EXERCISE DESCRIPTION >> Type the listing below out again exactly. No images.

EXCERPTED DATA >>
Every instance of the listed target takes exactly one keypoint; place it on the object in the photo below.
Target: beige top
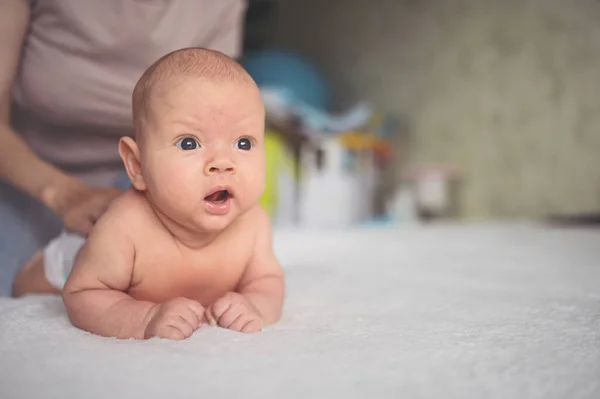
(80, 63)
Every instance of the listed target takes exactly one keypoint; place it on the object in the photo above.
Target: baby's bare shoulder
(130, 212)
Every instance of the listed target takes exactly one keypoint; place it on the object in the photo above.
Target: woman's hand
(80, 206)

SOLUTION BELOW >>
Every instance of the listed target takes exactly one keypoint; place it on the object in the photo below.
Target: beige top
(80, 63)
Every instance of the listed target takes exactly one keypoint; place it on the object in the photo above.
Target: baby's bare shoulder
(130, 212)
Every instance of the listed target takes exactly one keypoint; place it on the object in the photo above.
Target: woman's hand
(80, 206)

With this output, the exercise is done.